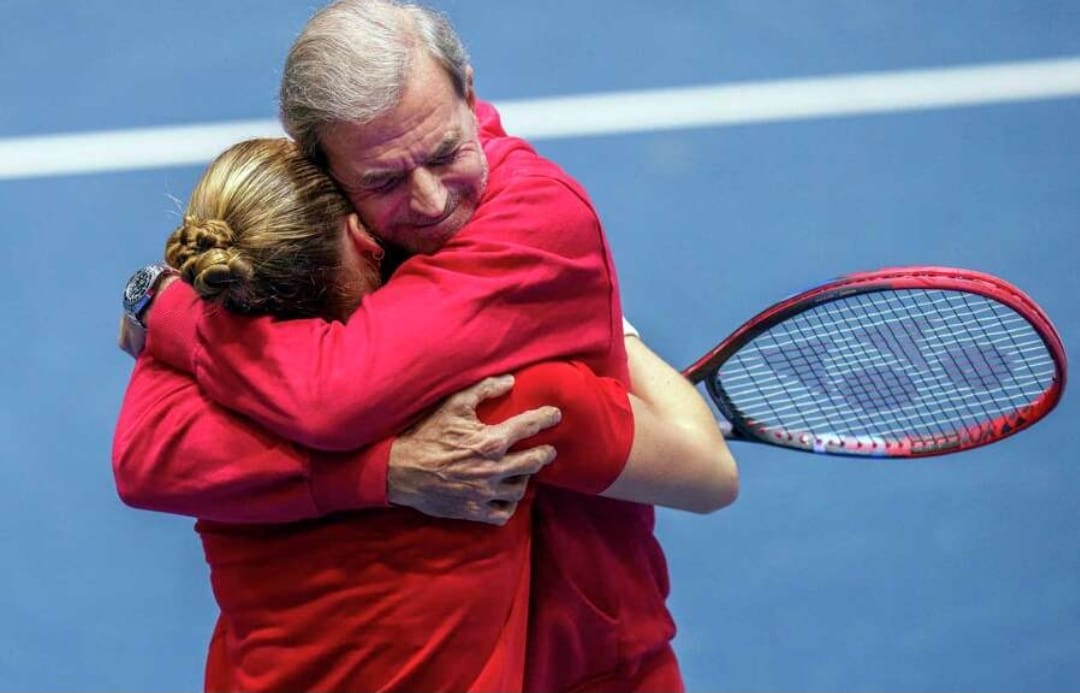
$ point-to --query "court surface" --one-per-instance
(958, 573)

...

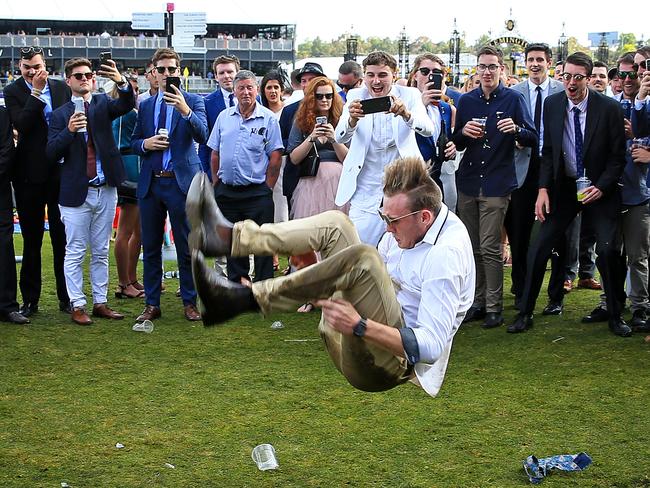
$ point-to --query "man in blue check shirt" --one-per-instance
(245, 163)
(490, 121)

---

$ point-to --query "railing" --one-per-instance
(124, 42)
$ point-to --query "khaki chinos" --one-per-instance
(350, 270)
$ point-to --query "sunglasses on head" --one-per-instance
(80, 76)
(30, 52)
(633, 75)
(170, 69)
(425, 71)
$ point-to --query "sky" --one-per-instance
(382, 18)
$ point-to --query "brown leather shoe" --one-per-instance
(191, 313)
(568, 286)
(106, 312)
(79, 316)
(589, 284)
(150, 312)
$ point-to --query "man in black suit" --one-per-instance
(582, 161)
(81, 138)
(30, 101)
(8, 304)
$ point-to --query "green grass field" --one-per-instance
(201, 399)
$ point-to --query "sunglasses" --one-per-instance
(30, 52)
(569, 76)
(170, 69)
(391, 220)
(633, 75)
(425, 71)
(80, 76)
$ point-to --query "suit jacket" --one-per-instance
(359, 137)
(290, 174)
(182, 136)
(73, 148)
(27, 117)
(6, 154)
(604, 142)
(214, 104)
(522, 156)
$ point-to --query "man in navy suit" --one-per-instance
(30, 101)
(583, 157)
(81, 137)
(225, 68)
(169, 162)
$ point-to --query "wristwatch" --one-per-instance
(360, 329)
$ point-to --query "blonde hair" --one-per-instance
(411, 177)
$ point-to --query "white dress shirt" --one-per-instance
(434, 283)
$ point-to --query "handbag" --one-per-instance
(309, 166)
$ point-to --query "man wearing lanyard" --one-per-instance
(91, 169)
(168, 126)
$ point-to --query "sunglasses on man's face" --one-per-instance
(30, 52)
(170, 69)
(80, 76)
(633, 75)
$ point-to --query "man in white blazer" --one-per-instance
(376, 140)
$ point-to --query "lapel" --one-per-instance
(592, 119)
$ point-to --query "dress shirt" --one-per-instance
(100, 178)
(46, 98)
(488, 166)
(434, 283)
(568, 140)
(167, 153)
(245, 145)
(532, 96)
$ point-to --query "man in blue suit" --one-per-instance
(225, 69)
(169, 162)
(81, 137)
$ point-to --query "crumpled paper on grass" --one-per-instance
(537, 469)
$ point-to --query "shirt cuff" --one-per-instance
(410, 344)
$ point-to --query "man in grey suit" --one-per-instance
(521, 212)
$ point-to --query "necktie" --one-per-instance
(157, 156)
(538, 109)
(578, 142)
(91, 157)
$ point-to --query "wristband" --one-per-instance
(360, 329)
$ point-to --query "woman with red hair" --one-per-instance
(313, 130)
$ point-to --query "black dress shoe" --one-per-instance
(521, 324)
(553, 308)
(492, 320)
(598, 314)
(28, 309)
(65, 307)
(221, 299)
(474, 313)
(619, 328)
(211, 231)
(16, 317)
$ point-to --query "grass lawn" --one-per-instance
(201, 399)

**SET TASK**
Identify each line in the records that contains the string "blue" and copy those lines.

**TASK RESULT**
$ point-to --query "man in blue check shirt" --one-per-instance
$ point-to --query "man in blue suit" --one-per-instance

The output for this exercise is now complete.